Reading text:
----------

Note the exclamation mark at the beginning. This indicates that it’s an operating system command, not a Python command. The pip is the package installer for the language, and install specifies what I want to install.

The -q flag means quiet (silent installation), and -U stands for update—if the package is already installed, it will be updated. After that, comes the name of the package.

You can execute this either in the operating system, terminal, or prompt. If you want to run it here in Jupyter, just add the exclamation mark at the beginning and then click the Run button at the top. At that point, the package will be installed.

If the package is already installed, it will display a message saying so. Since I included the -q flag, no message will appear. If you want to see messages, simply remove the -q.

Additionally, for this project, I will also use the ipython-sql package, which is an excellent tool.

# 2. Install the iPython-sql package
!pip install -q ipython-sql​

With this package, I will be able to use standard SQL directly to access data structures in Python. In other words, the same SQL you use directly in a database, outside of Python, can now be used here, within a Python data structure.

This is a huge advantage because SQL is almost a standard in the market when it comes to data analysis. Often, it is much easier to conduct analysis using SQL rather than building a Python script. Therefore, knowing how to do this within Jupyter is a great advantage, and this package will make our work easier — it’s the ipython-sql package.

After that, we will proceed with the imports.

# 3. Imports
import os
import pandas as pd
import sqlite3​

I will use the OS package (Operating System) to handle system-level operations because I will need to manipulate filesand databases. I will also use Pandas, which is probably one of the most important Python tools for data analysis. Many people like to refer to Pandas as the Excel of the Python world, and it’s likely the most widely used software on Earth for this purpose.

With Pandas, you can replicate almost everything you do in Excel — though, in this case, you will need to write Python code. This gives you a lot of flexibility.

Regarding the database, I will use SQLite. So, we load the packages, and then, in sequence, we will also load the watermark extension.

# 4. Reload the watermark extension and display author information
%reload_ext watermark
%watermark -a "panData"

I will save showing the package versions for the end of the tutorial.

Creating the Relational Database

Now, let’s create our relational database. Follow along. First, I will create a dictionary.

# 5. Create a dataframe with the source data
data = pd.DataFrame({'level': ['Junior', 'Mid-level', 'Senior'],
'salary': [7500, 14650, 18320],
'position': ['Data Analyst', 'Data Scientist', 'Data Engineer']})

You see here? I know this is a dictionary because it opens and closes with curly braces. So, I have the key, followed by a colon, and the value is a list. Then, comma, key, colon, and the value is another list, and so on.

After creating this dictionary, I convert it into a table using Pandas, by calling the dataFrame function, which is a function from pd, the nickname we gave to Pandas.

----------

Information supplied:
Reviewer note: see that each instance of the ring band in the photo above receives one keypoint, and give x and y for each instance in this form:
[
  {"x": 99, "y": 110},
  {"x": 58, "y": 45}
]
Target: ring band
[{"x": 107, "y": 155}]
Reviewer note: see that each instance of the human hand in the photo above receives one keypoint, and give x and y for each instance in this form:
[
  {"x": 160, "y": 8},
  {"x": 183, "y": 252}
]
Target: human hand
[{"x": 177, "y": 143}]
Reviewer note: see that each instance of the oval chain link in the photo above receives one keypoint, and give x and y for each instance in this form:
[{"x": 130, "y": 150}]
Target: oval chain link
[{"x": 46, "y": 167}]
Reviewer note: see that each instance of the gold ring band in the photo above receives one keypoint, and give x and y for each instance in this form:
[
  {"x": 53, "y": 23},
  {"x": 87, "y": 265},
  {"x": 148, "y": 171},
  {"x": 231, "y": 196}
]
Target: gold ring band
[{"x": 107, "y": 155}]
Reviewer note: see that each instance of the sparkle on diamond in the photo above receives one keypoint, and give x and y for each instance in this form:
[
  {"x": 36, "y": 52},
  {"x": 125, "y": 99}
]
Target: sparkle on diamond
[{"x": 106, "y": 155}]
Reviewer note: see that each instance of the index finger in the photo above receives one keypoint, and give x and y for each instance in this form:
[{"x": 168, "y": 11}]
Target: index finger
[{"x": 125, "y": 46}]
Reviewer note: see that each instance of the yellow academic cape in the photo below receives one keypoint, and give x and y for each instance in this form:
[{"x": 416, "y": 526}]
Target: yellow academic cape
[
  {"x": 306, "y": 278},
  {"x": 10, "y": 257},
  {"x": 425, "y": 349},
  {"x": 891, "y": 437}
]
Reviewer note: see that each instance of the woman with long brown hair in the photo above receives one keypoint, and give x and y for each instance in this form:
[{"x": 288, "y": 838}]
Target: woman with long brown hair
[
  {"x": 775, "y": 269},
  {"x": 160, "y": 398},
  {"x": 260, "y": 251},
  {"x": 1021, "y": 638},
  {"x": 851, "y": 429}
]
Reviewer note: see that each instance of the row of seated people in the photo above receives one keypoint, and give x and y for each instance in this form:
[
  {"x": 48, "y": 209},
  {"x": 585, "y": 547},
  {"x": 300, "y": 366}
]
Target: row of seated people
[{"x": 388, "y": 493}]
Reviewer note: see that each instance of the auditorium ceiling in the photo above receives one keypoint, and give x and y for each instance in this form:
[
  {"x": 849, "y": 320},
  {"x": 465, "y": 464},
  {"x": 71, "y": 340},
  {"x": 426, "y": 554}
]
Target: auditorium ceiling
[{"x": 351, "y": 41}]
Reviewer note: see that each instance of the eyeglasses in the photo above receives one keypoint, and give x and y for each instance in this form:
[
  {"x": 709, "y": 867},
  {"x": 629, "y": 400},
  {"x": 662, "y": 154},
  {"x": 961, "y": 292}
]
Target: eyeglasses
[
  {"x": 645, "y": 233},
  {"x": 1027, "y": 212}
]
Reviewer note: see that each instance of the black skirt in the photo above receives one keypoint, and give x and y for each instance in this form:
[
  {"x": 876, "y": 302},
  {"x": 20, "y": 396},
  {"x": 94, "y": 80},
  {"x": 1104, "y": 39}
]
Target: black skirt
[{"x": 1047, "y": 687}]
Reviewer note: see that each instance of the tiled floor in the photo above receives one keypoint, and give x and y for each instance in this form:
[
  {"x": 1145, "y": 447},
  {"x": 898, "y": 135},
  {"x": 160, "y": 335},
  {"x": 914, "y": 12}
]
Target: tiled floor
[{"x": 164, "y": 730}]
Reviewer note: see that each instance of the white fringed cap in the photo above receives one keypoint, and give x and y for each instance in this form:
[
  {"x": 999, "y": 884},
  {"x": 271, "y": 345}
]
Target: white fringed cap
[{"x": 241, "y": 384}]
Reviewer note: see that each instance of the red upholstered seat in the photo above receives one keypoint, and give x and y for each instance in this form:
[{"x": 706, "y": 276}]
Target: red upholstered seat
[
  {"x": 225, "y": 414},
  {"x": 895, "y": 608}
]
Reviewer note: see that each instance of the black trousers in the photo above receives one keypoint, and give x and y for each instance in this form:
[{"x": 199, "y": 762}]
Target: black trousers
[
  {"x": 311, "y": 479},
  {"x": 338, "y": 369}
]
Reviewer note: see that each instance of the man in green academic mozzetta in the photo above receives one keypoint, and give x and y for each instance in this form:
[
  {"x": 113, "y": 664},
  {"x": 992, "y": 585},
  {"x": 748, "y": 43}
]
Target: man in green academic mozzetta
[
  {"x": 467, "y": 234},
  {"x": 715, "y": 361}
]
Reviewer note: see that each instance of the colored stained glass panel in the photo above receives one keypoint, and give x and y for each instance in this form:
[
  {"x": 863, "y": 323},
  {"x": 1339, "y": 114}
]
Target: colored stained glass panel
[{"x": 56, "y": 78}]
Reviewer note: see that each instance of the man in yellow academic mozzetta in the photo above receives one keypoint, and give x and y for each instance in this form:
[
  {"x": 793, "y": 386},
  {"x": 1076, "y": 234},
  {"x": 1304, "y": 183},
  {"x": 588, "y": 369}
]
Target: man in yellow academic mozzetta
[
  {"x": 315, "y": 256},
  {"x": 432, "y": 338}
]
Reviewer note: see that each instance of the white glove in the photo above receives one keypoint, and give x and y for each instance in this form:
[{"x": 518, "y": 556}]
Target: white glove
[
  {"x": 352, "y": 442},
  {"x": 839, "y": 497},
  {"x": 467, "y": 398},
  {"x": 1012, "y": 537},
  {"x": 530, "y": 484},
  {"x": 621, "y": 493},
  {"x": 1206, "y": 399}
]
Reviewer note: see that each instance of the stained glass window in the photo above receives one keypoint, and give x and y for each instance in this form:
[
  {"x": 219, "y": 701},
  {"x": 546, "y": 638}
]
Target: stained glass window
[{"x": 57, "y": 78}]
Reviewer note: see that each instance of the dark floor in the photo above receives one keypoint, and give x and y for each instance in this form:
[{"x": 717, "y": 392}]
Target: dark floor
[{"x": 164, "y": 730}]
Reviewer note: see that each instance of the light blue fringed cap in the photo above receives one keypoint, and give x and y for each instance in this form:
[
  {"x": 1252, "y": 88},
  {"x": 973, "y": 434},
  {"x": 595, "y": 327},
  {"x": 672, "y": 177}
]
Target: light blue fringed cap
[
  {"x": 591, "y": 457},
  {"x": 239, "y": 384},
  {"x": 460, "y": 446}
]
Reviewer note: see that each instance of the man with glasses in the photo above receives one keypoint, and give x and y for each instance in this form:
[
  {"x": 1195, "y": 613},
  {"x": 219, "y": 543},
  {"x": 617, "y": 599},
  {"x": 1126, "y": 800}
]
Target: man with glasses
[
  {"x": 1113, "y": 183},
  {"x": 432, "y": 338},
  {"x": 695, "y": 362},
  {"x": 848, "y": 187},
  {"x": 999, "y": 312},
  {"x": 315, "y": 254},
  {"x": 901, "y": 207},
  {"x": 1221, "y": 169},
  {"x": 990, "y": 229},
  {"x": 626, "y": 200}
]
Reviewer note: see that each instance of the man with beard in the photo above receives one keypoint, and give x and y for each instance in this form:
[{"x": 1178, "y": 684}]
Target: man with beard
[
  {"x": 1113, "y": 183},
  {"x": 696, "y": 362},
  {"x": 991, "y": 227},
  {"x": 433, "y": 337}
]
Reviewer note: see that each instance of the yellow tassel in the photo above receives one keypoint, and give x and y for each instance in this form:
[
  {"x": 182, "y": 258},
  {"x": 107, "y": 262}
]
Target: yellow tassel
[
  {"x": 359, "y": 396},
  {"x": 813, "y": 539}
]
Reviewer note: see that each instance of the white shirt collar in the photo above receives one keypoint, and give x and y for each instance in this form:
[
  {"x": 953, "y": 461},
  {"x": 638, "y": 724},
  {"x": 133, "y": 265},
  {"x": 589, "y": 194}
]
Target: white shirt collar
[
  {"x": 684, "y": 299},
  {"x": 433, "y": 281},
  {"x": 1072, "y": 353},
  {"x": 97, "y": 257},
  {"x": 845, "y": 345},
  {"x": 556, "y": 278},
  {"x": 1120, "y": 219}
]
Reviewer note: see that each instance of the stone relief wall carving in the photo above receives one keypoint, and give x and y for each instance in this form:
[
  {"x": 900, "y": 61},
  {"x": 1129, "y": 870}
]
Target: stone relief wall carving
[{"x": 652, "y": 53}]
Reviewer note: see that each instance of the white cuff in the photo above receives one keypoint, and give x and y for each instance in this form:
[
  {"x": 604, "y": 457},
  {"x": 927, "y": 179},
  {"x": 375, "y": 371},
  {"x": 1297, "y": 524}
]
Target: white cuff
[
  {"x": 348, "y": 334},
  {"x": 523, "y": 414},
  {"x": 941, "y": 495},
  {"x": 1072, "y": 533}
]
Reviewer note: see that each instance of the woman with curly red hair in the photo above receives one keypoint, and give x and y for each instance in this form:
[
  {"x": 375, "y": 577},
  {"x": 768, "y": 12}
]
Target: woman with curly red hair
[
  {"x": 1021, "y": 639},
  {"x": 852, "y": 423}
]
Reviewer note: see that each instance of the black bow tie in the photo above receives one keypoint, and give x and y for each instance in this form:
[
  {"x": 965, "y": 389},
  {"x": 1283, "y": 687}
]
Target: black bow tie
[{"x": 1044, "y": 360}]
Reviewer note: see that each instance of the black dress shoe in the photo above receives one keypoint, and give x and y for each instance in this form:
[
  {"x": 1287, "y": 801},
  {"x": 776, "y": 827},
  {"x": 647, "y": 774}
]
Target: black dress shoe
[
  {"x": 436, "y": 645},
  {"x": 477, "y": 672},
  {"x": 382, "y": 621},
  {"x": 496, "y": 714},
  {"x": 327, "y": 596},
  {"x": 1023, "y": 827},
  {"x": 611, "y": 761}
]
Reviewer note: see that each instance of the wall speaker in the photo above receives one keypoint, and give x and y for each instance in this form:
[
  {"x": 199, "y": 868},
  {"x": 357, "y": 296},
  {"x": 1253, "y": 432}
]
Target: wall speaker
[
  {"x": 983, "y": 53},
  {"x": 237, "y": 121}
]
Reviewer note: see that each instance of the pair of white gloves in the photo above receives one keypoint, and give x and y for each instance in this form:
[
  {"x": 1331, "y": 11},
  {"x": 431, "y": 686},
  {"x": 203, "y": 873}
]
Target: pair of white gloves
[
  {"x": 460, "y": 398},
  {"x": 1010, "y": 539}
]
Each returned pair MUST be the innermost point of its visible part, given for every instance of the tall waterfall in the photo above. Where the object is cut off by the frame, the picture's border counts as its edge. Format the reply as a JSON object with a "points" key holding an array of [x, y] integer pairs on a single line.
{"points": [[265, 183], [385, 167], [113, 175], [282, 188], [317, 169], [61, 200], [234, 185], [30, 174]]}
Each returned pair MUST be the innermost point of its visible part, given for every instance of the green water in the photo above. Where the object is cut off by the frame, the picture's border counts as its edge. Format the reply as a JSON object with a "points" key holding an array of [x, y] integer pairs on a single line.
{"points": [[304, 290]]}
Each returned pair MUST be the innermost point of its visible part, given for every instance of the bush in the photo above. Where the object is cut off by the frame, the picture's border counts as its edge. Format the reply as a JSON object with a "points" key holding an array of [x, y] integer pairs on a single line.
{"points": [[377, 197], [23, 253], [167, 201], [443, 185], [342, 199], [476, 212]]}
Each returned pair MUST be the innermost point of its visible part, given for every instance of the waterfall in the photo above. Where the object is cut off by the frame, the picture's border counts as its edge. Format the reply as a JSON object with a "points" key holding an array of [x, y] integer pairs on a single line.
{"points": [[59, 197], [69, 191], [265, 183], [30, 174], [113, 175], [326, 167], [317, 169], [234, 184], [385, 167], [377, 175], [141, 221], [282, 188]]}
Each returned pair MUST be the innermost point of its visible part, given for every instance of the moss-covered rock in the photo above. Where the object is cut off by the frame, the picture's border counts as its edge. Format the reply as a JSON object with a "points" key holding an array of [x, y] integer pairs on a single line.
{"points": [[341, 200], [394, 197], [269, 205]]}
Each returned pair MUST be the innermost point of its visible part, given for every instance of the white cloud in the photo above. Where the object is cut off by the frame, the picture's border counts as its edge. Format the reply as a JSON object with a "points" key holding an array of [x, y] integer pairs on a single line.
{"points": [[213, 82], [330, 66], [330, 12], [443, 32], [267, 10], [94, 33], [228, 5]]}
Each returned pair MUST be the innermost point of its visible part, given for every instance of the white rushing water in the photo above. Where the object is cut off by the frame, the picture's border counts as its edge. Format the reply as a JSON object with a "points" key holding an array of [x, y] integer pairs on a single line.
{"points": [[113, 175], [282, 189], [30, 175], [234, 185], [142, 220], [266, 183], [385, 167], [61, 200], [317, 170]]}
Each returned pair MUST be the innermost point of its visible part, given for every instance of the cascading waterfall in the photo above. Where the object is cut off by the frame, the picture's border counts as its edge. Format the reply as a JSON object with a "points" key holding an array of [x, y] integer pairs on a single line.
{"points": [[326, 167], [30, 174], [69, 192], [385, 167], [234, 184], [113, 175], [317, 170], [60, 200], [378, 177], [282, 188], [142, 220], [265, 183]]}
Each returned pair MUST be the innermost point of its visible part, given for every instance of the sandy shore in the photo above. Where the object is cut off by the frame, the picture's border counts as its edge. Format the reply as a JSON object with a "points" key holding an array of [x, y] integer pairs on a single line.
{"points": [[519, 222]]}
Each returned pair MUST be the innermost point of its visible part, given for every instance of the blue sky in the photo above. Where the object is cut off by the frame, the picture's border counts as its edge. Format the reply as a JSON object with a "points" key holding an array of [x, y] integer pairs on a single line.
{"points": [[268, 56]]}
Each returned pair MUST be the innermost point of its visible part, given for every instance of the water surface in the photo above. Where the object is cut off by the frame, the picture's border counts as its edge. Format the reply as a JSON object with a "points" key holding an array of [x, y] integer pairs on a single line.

----------

Task item: Decide whether each statement agrees with the tutorial text: (a) The -U flag makes pip update a package that is already installed. (b) The package versions are shown right after the watermark extension is loaded. (c) The database for the project is SQLite. Answer yes or no for each, and quote the words of the text that settle it.

The completed task:
(a) Yes: "-U stands for update—if the package is already installed, it will be updated."
(b) No: "I will save showing the package versions for the end of the tutorial."
(c) Yes: "Regarding the database, I will use SQLite."